### Data section
******************************
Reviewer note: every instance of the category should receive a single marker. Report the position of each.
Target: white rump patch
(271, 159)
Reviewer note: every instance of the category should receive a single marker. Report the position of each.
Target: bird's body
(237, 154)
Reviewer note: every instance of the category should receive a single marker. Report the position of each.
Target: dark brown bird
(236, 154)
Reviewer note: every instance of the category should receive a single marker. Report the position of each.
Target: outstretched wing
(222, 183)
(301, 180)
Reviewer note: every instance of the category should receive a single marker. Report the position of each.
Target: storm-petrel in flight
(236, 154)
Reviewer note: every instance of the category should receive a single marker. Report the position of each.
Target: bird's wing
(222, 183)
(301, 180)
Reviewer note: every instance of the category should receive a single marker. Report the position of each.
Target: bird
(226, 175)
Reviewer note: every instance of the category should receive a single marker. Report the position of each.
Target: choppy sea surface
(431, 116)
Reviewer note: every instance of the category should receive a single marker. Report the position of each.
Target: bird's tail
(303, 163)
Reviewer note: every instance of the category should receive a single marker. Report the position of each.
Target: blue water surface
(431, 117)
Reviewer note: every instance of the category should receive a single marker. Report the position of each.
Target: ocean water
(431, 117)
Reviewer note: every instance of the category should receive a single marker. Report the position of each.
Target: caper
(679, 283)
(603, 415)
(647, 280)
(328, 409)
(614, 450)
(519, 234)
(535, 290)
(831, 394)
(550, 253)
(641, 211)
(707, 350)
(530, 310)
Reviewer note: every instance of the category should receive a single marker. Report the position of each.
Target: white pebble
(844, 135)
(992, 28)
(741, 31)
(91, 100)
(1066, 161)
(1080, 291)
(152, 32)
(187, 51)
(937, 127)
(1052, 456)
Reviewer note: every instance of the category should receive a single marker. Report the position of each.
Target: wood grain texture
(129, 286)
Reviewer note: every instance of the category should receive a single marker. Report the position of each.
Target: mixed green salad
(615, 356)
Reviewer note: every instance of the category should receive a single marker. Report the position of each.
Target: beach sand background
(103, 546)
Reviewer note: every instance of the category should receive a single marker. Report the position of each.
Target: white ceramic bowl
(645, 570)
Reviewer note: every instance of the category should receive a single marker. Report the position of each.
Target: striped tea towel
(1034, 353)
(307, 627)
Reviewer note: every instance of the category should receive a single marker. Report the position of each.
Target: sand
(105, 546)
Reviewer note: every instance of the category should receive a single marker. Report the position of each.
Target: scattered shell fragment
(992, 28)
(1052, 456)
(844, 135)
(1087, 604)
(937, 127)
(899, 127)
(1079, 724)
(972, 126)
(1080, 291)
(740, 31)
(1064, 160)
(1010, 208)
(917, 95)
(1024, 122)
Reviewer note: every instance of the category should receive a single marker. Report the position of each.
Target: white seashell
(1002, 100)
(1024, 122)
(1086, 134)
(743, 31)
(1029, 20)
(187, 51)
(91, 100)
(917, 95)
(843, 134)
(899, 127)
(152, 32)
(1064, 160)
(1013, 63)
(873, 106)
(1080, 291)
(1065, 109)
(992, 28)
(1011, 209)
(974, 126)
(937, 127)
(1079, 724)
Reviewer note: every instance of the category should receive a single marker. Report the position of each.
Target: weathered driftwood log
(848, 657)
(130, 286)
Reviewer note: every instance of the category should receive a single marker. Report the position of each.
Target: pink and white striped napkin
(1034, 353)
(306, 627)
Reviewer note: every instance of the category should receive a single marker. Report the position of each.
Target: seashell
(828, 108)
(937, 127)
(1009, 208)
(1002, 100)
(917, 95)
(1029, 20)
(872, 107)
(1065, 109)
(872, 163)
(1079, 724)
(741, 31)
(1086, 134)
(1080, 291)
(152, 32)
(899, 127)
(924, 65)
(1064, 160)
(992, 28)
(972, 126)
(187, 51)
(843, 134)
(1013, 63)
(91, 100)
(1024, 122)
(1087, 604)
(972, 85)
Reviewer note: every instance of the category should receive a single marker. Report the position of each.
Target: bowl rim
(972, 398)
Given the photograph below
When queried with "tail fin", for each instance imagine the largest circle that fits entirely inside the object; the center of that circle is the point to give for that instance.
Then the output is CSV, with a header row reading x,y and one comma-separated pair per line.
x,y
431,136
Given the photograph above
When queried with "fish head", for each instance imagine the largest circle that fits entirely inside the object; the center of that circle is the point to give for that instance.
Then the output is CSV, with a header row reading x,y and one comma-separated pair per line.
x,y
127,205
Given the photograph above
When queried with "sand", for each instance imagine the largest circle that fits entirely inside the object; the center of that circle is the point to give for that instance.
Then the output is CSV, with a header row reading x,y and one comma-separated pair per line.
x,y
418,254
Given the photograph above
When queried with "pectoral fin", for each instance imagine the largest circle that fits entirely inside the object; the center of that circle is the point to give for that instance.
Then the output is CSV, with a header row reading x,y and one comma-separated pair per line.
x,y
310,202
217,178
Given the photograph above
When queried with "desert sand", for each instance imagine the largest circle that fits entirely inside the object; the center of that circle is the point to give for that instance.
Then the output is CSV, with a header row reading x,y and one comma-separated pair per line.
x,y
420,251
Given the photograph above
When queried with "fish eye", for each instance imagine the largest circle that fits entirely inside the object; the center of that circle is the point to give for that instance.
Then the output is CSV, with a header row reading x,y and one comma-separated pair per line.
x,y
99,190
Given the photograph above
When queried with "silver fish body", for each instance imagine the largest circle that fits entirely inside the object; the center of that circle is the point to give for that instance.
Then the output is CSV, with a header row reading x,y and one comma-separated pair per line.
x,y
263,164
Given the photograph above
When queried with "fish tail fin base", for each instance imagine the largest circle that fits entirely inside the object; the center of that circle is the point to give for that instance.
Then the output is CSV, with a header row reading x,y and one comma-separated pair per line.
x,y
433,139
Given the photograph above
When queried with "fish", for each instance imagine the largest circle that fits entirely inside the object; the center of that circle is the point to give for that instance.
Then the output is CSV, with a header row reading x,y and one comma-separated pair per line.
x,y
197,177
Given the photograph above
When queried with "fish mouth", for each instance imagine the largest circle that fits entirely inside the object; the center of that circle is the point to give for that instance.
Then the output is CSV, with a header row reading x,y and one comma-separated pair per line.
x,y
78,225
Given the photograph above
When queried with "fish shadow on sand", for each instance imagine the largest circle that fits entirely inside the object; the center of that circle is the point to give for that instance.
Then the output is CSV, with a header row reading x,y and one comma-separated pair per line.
******************************
### Written problem
Recopy the entries above exactly, with every line included.

### Exercise solution
Reviewer note: every instance of the category should receive a single marker. Report the position of each.
Target: white rump patch
(271, 159)
Reviewer note: every instance of the category should receive a single marker. Report the position of each.
Target: bird's body
(237, 154)
Reviewer note: every instance of the category should receive a single marker. Report the position of each.
Target: dark brown bird
(236, 154)
Reviewer note: every instance of the category should receive a single marker. Report the position of each.
Target: outstretched wing
(222, 183)
(301, 180)
Reviewer note: every instance of the category should receive a single marker. Report the position of each.
Target: storm-petrel in flight
(236, 154)
Reviewer note: every instance of the category should receive a single marker. Report the position of each.
Target: bird's wing
(222, 183)
(301, 180)
Reviewer note: every instance of the category should receive a single marker. Report the position of each.
Target: bird
(226, 175)
Reviewer note: every instance of the category should receive a single marker. Report the position of each.
Target: choppy sea surface
(431, 116)
Reviewer note: every instance of the category should receive a single marker. Report the position of each.
Target: bird's tail
(303, 163)
Reviewer note: every instance of the category should receive a single marker. Report the position of each.
Target: blue water surface
(431, 117)
Reviewer note: every instance of the category should receive a single marker. Report the position of each.
Target: ocean water
(431, 117)
Reviewer note: every instance of the category should receive a single marker. Report the position of each.
Target: caper
(679, 283)
(603, 415)
(647, 280)
(328, 409)
(614, 450)
(519, 234)
(535, 290)
(831, 394)
(550, 253)
(641, 211)
(707, 350)
(530, 310)
Reviewer note: every instance of the category should receive a single marker. Report the position of each.
Target: white pebble
(844, 135)
(992, 28)
(741, 31)
(91, 100)
(1066, 161)
(1080, 291)
(152, 32)
(187, 51)
(937, 127)
(1052, 456)
Reviewer note: every instance of the category should receive a single marker. Report the position of each.
Target: wood grain texture
(129, 286)
Reviewer note: every instance of the category should receive a single marker. Report the position of each.
Target: mixed green salad
(615, 356)
Reviewer note: every instance of the category should receive a single marker. Report the position of each.
Target: beach sand background
(103, 546)
Reviewer note: every instance of the category should receive a single marker. Report the position of each.
Target: white ceramic bowl
(645, 570)
Reviewer note: every instance of the category should receive a single marker. Report the position of each.
Target: striped tea towel
(1034, 353)
(307, 627)
Reviewer note: every instance of the category should receive a single marker. Report the position of each.
Target: sand
(105, 546)
Reviewer note: every instance of the category should receive a single marker. Report the position of each.
Target: scattered shell fragment
(992, 28)
(1052, 456)
(844, 135)
(1087, 604)
(937, 127)
(899, 127)
(1079, 724)
(972, 126)
(1080, 291)
(740, 31)
(1064, 160)
(1010, 208)
(917, 95)
(1024, 122)
Reviewer note: every instance of the category should receive a single marker. Report the position of each.
Target: white seashell
(1002, 100)
(1024, 122)
(1086, 134)
(743, 31)
(1029, 20)
(187, 51)
(91, 100)
(917, 95)
(843, 134)
(899, 127)
(152, 32)
(1064, 160)
(1013, 63)
(873, 106)
(1080, 291)
(1065, 109)
(992, 28)
(1011, 209)
(974, 126)
(937, 127)
(1079, 724)
Reviewer note: every instance of the category should receive a single marker. Report the position of each.
Target: weathered driftwood log
(848, 657)
(130, 286)
Reviewer note: every instance of the category should receive a single marker. Report the position of each.
Target: pink and white striped napkin
(1034, 353)
(306, 627)
Reviewer note: every instance of the category should receive a single marker. Report the position of each.
Target: seashell
(828, 108)
(937, 127)
(1009, 208)
(1002, 100)
(917, 95)
(1029, 20)
(872, 107)
(1065, 109)
(872, 163)
(1079, 724)
(741, 31)
(1086, 134)
(1080, 291)
(152, 32)
(899, 127)
(924, 65)
(1064, 160)
(992, 28)
(972, 126)
(187, 51)
(843, 134)
(1013, 63)
(91, 100)
(1024, 122)
(1087, 604)
(972, 85)
Reviewer note: every instance of the category should receive a single marker. Report the position of each.
Target: bowl rim
(972, 398)
Given the photograph below
When queried with "tail fin", for each instance imagine the largest circle that fits entirely inside the object; the center of that circle is the point to give for that instance.
Then the output is CSV, with a header row reading x,y and one comma-separated pair per line.
x,y
431,136
Given the photograph above
When queried with "fish head", for each instance imagine the largest circle that fits entirely inside the object; the center of that circle is the point to give for that instance.
Then the output is CSV, with a header row reading x,y and one comma-separated pair per line.
x,y
127,205
Given the photograph above
When queried with "sand", for each instance imagine the largest circle that fits entirely inside the object; the center of that circle is the point to give for that instance.
Then the output is CSV, with a header row reading x,y and one comma-separated pair per line.
x,y
418,254
Given the photograph above
When queried with "pectoral fin", for each instance imagine the largest circle that fits entirely inside the object; the center of that circle is the point to give for that instance.
Then the output is CSV, with a header row reading x,y and one comma-separated pair per line.
x,y
310,202
217,178
Given the photograph above
When queried with "desert sand", for each instance imagine the largest circle that fits entirely inside the object; the center of that circle is the point to give for that instance.
Then the output is CSV, with a header row reading x,y and one comma-separated pair per line.
x,y
420,251
Given the photograph above
When queried with "fish eye", for each instance imagine the largest circle that fits entirely inside the object; the center of that circle is the point to give for that instance.
Then the output is CSV, with a header row reading x,y and one comma-separated pair per line.
x,y
99,190
Given the photograph above
When queried with "silver fish body", for each instance imagine the largest circle that fits entirely inside the object; the center of that circle is the point to give for that instance.
Then the output is CSV, with a header row reading x,y and one comma-separated pair per line.
x,y
263,164
Given the photograph above
When queried with "fish tail fin base", for each instance imagine the largest circle that fits entirely inside the object; the center of that circle is the point to give for that instance.
Then the output is CSV, with a header row reading x,y and one comma-separated pair per line.
x,y
433,139
Given the photograph above
When queried with "fish", for each instance imagine the largest circle that fits entirely inside the object; the center of that circle is the point to give for that instance.
Then the output is CSV, with a header row reading x,y and one comma-separated pair per line.
x,y
197,177
Given the photograph above
When queried with "fish mouth", for each instance imagine the largest circle that fits entirely inside the object; the center of that circle is the point to give for that instance.
Then the output is CSV, with a header row reading x,y and one comma-separated pair per line.
x,y
78,225
Given the photograph above
When queried with "fish shadow on sand", for each instance imagine the largest circle that fits entirely inside the object; the center of that circle is the point to give for that instance.
Then the output is CSV, with a header row reading x,y and one comma-separated pair per line.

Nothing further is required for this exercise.